▶ [TEXTO FORNECIDO]:
Neste tipo de pseudo-filosofias há um elemento de inversão do processo. Não se parte dos dados da realidade para chegar a descobertas e conclusões, mas antes, parte-se da ideia que se pretende disseminar, sem tê-la feito passar pelo teste da realidade. Essa ideia é o que anima toda a construção teórica servindo-lhe de pressuposto, muitas vezes oculto. No exemplo a seguir, vemos como a ideóloga feminista Shulamith Firestone confessa (voluntária ou involuntariamente, não sabemos) a ideia que fez erigir uma das obras mais subversivas já escritas:

“E assim como o objetivo final da revolução socialista não era apenas a eliminação do privilégio da classe económica, mas a própria distinção da classe económica, assim também o objetivo final da revolução feminina deve ser, diversamente do objetivo do primeiro movimento feminista, não apenas a eliminação do privilégio masculino, mas da própria distinção sexual”.

(“A Dialéctica do Sexo”, Shulamith Firestone)

Quão perplexos deveremos ficar ao descobrir que este recente instrumento de opressão da mulher – a ideologia de género – surgiu do seio do próprio feminismo?

A definição de mulher em todos os dicionários comporta o termo “fêmea”. Este, por sua vez, refere-se às características sexuais femininas e, especificamente, a capacidade de ser fecundada. Portanto, mulher e fêmea são palavras sinónimas, e a sua aplicação varia apenas na ênfase: a última sublinha as características biológicas, enquanto a primeira pode transcendê-las para expressar o lado metafísico, mas sem nunca deixar de as conter.

Recentemente, o Cambridge Dictionary acrescentou o seguinte à definição de mulher: “um adulto que vive e se identifica como fêmea, embora lhe tenham dito que tinha um sexo diferente ao nascer”. Esta é a realização, pelo menos linguística, da eliminação da distinção sexual.

Ora, no nosso conceito natural de “mulher” está implícita e necessária a distinção de “homem”. Poderíamos mesmo dizer que mulher é aquele que não é homem, ou que homem é aquele que não é mulher. Mas quando uma instituição determina que as pessoas, doravante, devem pensar que quando se diz “mulher” podemos estar a falar de um homem biológico, está na altura de soar todos os alarmes e levantar a guarda de protecção da nossa inteligência.

Chegamos ao momento que Chesterton previu:

“Em breve estaremos num mundo em que um homem pode ser vaiado por dizer que dois mais dois são quatro, em que gritos de fúria serão levantados contra qualquer um que diga que as vacas têm chifres, no qual as pessoas perseguirão a heresia de chamar um triângulo uma figura de três lados, e enforcar um homem por enlouquecer a multidão com a notícia de que a relva é verde.”

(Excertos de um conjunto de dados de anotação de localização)
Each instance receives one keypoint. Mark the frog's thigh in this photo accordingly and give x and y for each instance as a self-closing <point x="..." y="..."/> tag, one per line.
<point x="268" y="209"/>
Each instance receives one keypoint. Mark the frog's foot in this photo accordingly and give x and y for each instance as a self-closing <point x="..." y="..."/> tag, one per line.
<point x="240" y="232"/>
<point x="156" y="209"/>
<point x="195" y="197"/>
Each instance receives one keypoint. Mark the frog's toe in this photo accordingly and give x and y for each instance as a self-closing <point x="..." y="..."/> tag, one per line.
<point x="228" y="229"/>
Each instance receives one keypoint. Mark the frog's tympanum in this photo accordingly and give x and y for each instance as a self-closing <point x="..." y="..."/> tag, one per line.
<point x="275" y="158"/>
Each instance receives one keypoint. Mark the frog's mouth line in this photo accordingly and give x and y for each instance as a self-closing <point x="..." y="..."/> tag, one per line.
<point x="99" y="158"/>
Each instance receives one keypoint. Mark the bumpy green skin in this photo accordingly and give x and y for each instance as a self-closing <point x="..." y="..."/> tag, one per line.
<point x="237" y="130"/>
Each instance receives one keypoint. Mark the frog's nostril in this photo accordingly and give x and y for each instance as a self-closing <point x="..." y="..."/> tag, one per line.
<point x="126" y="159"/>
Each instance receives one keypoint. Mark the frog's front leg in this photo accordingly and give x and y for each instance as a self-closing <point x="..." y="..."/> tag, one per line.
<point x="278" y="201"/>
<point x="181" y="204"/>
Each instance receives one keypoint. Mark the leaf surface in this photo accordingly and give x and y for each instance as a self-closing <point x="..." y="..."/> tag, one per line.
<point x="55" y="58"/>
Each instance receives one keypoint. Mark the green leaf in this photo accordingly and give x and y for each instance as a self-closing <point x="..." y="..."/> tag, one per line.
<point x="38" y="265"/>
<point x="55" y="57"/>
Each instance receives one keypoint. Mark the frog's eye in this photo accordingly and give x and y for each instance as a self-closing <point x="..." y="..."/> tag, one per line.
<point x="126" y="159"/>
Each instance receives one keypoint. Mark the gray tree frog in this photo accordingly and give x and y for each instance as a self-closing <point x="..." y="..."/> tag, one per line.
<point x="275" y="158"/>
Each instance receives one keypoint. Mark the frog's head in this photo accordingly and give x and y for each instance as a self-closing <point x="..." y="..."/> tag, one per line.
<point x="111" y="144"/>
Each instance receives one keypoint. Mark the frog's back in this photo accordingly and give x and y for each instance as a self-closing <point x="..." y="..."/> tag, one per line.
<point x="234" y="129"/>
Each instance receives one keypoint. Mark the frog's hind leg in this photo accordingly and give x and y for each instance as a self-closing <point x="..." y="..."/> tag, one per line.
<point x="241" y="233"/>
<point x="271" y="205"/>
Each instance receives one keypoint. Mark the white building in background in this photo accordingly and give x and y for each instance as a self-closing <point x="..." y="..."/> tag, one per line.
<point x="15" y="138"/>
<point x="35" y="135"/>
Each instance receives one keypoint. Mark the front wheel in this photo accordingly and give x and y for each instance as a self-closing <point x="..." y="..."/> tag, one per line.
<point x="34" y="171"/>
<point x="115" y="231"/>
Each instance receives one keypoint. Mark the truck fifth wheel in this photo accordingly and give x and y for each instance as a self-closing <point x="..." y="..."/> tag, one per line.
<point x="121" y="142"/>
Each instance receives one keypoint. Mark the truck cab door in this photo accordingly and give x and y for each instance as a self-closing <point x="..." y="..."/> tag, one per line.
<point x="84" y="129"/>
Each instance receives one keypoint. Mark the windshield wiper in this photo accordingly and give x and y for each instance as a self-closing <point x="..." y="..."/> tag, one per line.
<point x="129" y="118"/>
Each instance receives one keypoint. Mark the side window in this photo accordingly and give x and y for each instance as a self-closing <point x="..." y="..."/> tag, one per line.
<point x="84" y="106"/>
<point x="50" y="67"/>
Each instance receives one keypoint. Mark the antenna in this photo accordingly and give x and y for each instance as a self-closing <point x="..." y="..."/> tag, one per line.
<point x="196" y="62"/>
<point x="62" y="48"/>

▶ [OBJETIVO A]:
Indique se cada afirmação concorda com o texto fornecido, respondendo sim ou não e citando as palavras do texto que o decidem: (i) o Cambridge Dictionary acrescentou algo à definição de mulher; (ii) a citação sobre dois mais dois serem quatro é atribuída a Shulamith Firestone; (iii) o texto diz que mulher e fêmea são palavras de sentidos opostos.
▶ [OBJETIVO B]:
Filtre os registos e copie cada linha que contém a palavra "foot".

▶ [RESPOSTA ESCRITA A]:
(i) Sim: “Recentemente, o Cambridge Dictionary acrescentou o seguinte à definição de mulher”.
(ii) Não: “Chegamos ao momento que Chesterton previu”.
(iii) Não: “mulher e fêmea são palavras sinónimas”.

▶ [RESPOSTA ESCRITA B]:
Each instance receives one keypoint. Mark the frog's foot in this photo accordingly and give x and y for each instance as a self-closing <point x="..." y="..."/> tag, one per line.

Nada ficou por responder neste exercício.